>> start

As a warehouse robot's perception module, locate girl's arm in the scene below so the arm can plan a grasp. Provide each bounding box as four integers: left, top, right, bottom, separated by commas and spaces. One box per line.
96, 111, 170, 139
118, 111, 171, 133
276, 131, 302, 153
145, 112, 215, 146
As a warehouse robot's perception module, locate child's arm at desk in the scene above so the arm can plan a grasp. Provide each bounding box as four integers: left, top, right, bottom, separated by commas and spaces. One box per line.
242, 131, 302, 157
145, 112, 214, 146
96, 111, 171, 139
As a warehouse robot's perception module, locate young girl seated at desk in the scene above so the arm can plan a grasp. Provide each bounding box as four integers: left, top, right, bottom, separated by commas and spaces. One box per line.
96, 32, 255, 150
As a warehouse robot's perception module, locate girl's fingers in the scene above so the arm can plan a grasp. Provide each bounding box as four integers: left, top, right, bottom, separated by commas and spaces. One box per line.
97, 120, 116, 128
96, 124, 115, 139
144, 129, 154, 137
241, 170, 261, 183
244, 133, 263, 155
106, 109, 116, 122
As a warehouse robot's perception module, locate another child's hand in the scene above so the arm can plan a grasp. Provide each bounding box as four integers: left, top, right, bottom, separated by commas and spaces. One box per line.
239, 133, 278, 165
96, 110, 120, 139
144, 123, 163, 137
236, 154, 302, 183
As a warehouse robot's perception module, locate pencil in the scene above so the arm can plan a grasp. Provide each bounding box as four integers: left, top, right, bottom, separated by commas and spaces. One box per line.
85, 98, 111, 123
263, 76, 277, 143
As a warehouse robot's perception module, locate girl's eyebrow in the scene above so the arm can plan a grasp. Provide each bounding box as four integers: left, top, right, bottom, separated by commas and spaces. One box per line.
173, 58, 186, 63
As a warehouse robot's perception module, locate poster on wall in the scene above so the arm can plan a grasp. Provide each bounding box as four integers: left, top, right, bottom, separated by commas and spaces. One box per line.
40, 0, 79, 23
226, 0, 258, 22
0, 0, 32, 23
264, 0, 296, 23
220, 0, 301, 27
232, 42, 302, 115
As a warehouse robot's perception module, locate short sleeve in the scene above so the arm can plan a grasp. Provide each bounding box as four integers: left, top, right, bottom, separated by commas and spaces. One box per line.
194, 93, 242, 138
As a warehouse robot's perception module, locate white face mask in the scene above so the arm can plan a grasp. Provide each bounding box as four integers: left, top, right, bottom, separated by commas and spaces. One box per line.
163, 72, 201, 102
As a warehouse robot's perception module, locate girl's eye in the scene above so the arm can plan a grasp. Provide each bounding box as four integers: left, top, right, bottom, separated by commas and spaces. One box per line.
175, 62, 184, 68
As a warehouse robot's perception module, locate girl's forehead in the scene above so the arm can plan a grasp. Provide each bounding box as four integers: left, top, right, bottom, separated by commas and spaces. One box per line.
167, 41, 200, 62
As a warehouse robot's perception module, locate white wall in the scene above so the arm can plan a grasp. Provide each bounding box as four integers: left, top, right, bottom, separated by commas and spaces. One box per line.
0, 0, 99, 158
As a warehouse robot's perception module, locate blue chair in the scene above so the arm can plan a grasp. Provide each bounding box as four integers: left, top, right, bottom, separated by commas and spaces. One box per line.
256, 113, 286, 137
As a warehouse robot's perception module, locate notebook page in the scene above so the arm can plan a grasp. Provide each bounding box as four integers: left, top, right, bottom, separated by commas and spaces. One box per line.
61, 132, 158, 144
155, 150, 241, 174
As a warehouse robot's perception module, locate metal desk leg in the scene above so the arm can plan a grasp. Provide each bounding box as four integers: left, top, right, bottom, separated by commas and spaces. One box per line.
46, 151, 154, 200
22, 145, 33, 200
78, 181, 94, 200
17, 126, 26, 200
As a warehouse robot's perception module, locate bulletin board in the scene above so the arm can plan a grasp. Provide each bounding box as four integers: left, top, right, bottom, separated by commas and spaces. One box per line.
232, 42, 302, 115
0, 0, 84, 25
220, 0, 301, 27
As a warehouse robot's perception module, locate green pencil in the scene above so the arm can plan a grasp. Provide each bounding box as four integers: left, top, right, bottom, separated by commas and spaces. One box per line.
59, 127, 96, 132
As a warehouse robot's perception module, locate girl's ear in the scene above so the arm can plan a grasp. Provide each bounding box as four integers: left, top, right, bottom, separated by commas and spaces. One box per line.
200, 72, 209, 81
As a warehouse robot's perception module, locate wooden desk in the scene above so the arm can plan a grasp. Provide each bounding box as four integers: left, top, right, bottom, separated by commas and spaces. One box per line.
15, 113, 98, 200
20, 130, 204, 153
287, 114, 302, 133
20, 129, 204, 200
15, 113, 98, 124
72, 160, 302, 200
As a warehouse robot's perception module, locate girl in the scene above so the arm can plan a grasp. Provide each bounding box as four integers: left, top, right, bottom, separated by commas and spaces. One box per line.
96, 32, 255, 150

>> end

Task requirements | Please copy every one of the records above word for word, changing nothing and adding nothing.

Task solution |
As a warehouse robot's perception module, locate girl's arm in the scene below so the arm can plan a grasp. Provide each bounding box as four integers: left, top, right, bottom, separated by commas and spaces. One box per line.
96, 111, 170, 139
118, 111, 171, 133
276, 131, 302, 153
145, 112, 215, 146
As a warehouse robot's perception module, locate child's arm at desk in the scene above so the arm can plan a grasp. Provide each bounding box as four integers: left, top, right, bottom, separated by commas and spaces. One box per line.
242, 131, 302, 157
145, 112, 214, 146
96, 111, 171, 139
As a warehouse robot's perception module, locate young girl seated at desk in the scene above so the arm can plan a grasp. Provide each bounding box as four integers: left, top, right, bottom, separated by commas and spaces. One box per line.
96, 32, 255, 150
As a warehouse robot's perception module, locate girl's fingers in the scene above so the arm can plan a grasp. Provide each bounding box as four integers: left, top, right, bottom, separated by commas and spaces. One box per line.
97, 120, 116, 128
96, 124, 115, 139
144, 129, 154, 137
241, 170, 261, 183
244, 133, 263, 155
106, 109, 116, 122
As a warehouse robot's perception module, locate another child's hand in the scene above so the arm can plan a grasp. Provide each bounding box as four integers: left, top, right, bottom, separated by commas and spaces. One box per line.
239, 133, 278, 165
96, 110, 120, 139
144, 123, 163, 137
236, 154, 302, 183
As a warehouse robot's perception module, locate pencil in the scene above so the arm can plan a grasp. Provide each bounding box as four integers: left, top, right, bottom, separated by commas and spaces. One box per line.
85, 98, 111, 123
263, 76, 277, 143
As a warehouse robot's perception module, locate girl's eyebrow in the scene above so the arm can plan a grasp. Provide each bounding box as four integers: left, top, right, bottom, separated by commas and spaces. One box per line.
173, 58, 186, 63
As a warehouse robot's perception module, locate poster on wall in the scene above so the arm can plan a grasp. Provide each bounding box as four integers: left, top, right, bottom, separated by commas and spaces. One box per line.
40, 0, 79, 23
226, 0, 258, 22
0, 0, 32, 23
264, 0, 296, 23
220, 0, 301, 27
232, 42, 302, 115
As a warehouse robot's perception module, locate short sleeve in the scene above so the arm can plan a grasp. Provide each bounding box as four integers: left, top, right, bottom, separated by commas and spaces. One box per line.
194, 93, 242, 138
As a warehouse robot's perception module, locate white face mask in the scene above so the arm can plan a grasp. Provide each bounding box as four integers: left, top, right, bottom, separated by commas and spaces. One box per line.
163, 72, 201, 102
As a warehouse robot's perception module, locate girl's eye in the scene above so the arm can plan a grasp. Provide each bounding box as four integers: left, top, right, bottom, separated by commas and spaces. One box per line.
175, 62, 184, 68
As a warehouse robot's perception module, locate girl's forehead in the scene above so the arm can plan a grasp. Provide each bounding box as four integers: left, top, right, bottom, separated by commas and spaces. One box per line.
167, 41, 200, 62
As a warehouse robot's perception module, locate white wall in the scene above so the arm can plan a grasp. Provide each bounding box as four integers: left, top, right, bottom, separated by commas and spaces. One box per line.
0, 0, 99, 158
As a warehouse robot's perception module, locate blue chair in the scene above so the arm can plan a grasp. Provide each bounding box as four integers: left, top, right, bottom, separated by commas and spaces. One box per line.
256, 113, 286, 137
As a warehouse robot's perception module, locate notebook page in the scene above so the arm can plan a grasp. Provide each bounding box as four integers: left, top, right, bottom, separated by commas and spaces. One box per line.
61, 132, 158, 144
155, 150, 241, 174
As a warehouse robot's perception module, locate metal desk leg in the scene above so the arm can plan a grasp. Provide each bounding box as four integers: left, top, right, bottom, separated by commas and spaces. One box per line.
46, 151, 154, 200
22, 145, 33, 200
78, 181, 94, 200
17, 126, 26, 200
As a warehouse robot's perception module, locate bulletin board in the scene above so the arm can plan a grasp. Provide each bounding box as four integers: left, top, right, bottom, separated by commas and spaces. One box per line.
232, 42, 302, 115
0, 0, 84, 25
220, 0, 301, 27
As a warehouse robot's perception module, locate green pencil in the scene above so the arm can plan a grasp. Provide each bounding box as four integers: left, top, right, bottom, separated by commas and spaces. One box per line.
59, 127, 96, 132
As a warehouse robot's perception module, locate girl's ear in the scene above so the arm can plan a grasp. Provide each bounding box as four integers: left, top, right, bottom, separated by commas and spaces. One box per line.
200, 72, 209, 81
As a warehouse robot's perception module, locate wooden desk in the scene above so the arm can plan a grasp. Provide each bounding box as four integers: left, top, right, bottom, separated by commas and spaces. One box per line.
15, 113, 98, 200
20, 130, 204, 153
287, 114, 302, 133
20, 129, 204, 200
15, 113, 98, 124
72, 160, 302, 200
As a warehouse robot's perception module, locate girl in the scene above so the arm can plan a grasp. Provide each bounding box as four integers: left, top, right, bottom, separated by commas and spaces. One box per line.
96, 32, 255, 150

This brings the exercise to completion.